- [Exercise details]:
Give the data below as a numbered list with one line per entry, leaving out blank lines and any pictures.

- [Available data]:
========================================================================
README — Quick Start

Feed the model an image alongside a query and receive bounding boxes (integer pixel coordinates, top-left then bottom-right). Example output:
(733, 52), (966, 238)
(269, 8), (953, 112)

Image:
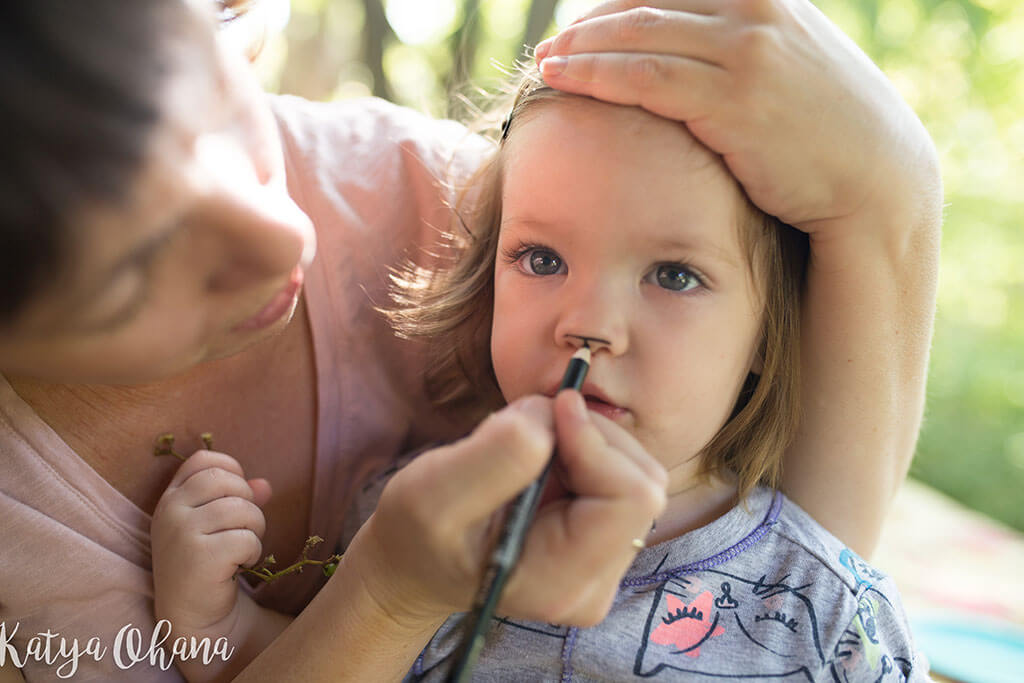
========================================================================
- [Answer to the exercise]:
1. README — Quick Start
2. Feed the model an image alongside a query and receive bounding boxes (integer pixel coordinates, top-left then bottom-right). Example output:
3. (733, 52), (966, 238)
4. (269, 8), (953, 112)
5. Image:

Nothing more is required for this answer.